─── INPUT MATERIAL
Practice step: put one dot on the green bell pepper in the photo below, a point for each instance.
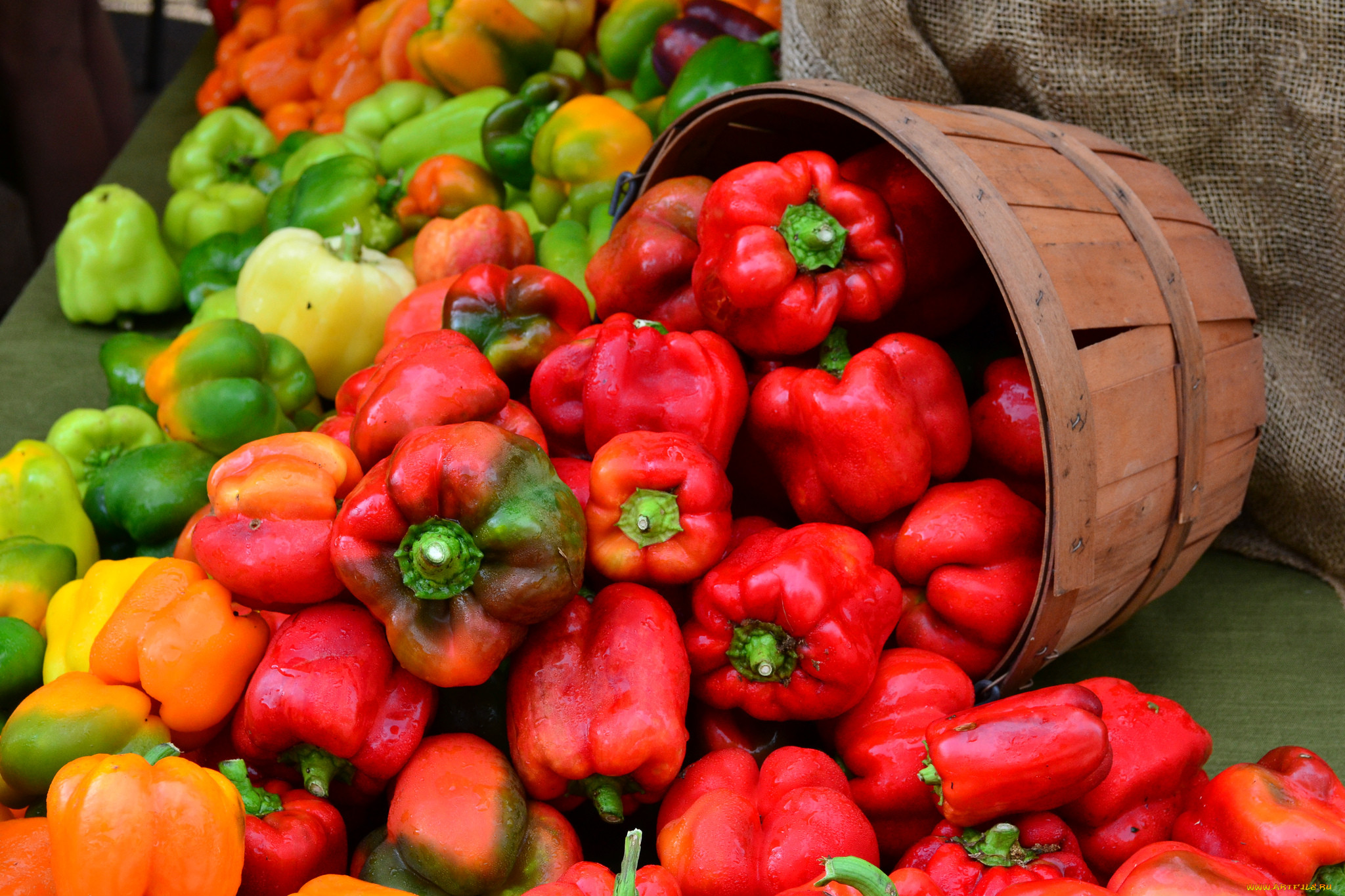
(214, 264)
(89, 440)
(195, 215)
(267, 174)
(124, 360)
(222, 147)
(334, 194)
(39, 498)
(32, 571)
(452, 128)
(110, 259)
(509, 131)
(721, 65)
(141, 503)
(390, 105)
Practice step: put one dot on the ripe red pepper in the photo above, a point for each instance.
(645, 268)
(1158, 753)
(982, 863)
(458, 542)
(658, 509)
(626, 375)
(726, 829)
(881, 742)
(790, 625)
(975, 550)
(598, 699)
(791, 247)
(290, 836)
(330, 698)
(858, 438)
(1028, 753)
(1283, 815)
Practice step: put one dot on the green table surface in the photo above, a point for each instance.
(1251, 649)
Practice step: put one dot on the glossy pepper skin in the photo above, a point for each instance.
(1285, 815)
(460, 824)
(645, 268)
(790, 625)
(148, 828)
(623, 375)
(881, 742)
(975, 550)
(791, 247)
(858, 438)
(76, 715)
(290, 836)
(177, 637)
(110, 259)
(1026, 753)
(658, 509)
(330, 698)
(272, 503)
(1158, 753)
(458, 542)
(227, 383)
(965, 861)
(598, 699)
(726, 829)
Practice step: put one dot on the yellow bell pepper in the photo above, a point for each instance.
(81, 609)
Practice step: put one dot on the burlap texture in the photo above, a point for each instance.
(1245, 101)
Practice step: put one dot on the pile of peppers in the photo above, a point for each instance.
(479, 538)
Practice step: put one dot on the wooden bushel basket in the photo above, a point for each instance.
(1129, 307)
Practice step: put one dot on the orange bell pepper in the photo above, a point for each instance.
(26, 857)
(178, 637)
(127, 825)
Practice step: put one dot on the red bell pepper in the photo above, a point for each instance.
──────
→ **WORK TO BE COMPLETED**: All lines from the one containing "Practice step: put one dot on the wooden" through the end of the records, both ends included, are to be quoted exactly; please add nothing else.

→ **RESPONSE AREA**:
Practice step: put one dot on the wooden bushel basket in the photo above, a point for each instance.
(1129, 307)
Practice step: put one dot on the orange bell pepper in the photo above, a point for each instance.
(26, 857)
(178, 637)
(127, 825)
Practice step: put one dot on the red bell pepper in the photo above, a point for each instance.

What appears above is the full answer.